* [Set problem]:
In the post on ethics below, which book does the writer name as the place where McIntyre made his argument about virtue ethicists?

>> start Text extract

[Xmca-l] Re: Appeal for help

Glassman, Michael glassman.13@osu.edu
Fri Jul 8 07:00:10 PDT 2016


The BBC seems somewhat an ironic source for ethics - especially with everything that is happening in Britain right now what withthe Chitcotte report (sp?) and the Brexit, where BBC played no small part.

But I thought habit was actually the nub of the current debate on ethics - especially virtues ethicists vs. the communitarians.  Didn't McIntyre argue in AFTER VIRTUE that virtue ethicists had destroyed the role of ethics by focusing on it as a deontological enterprise (that damn Kant again).  That perhaps we were better off taking our ethics from habit because it gave us a social base. Something we could follow with true cause, something to trust in rather than something to aspire to - a branch of what Annalisa refers to as normative ethics.  I guess McIntyre does not consider himself a communitarian but he makes an argument.

We are going through an intense crisis in ethics here is the United States that just got raised four or five notches last night.  I fear the role that proclamations of virtue will play in the days of head, yet I can't think of any other road out of this dark time.

>> end Text extract
>> start Dataset extract

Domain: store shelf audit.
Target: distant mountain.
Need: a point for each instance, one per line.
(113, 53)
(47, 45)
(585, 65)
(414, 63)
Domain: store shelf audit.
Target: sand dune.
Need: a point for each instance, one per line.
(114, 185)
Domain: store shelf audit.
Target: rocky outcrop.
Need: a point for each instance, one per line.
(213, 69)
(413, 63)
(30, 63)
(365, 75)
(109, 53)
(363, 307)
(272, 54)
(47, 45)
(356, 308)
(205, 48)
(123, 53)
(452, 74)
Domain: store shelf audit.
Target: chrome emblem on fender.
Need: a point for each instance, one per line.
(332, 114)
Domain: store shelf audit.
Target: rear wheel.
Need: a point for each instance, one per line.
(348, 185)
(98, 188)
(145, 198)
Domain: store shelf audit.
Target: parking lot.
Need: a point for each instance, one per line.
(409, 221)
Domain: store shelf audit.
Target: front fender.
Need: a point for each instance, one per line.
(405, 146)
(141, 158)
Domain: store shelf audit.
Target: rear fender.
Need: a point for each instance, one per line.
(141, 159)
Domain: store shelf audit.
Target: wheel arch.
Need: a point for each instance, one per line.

>> end Dataset extract

* [Response]:
AFTER VIRTUE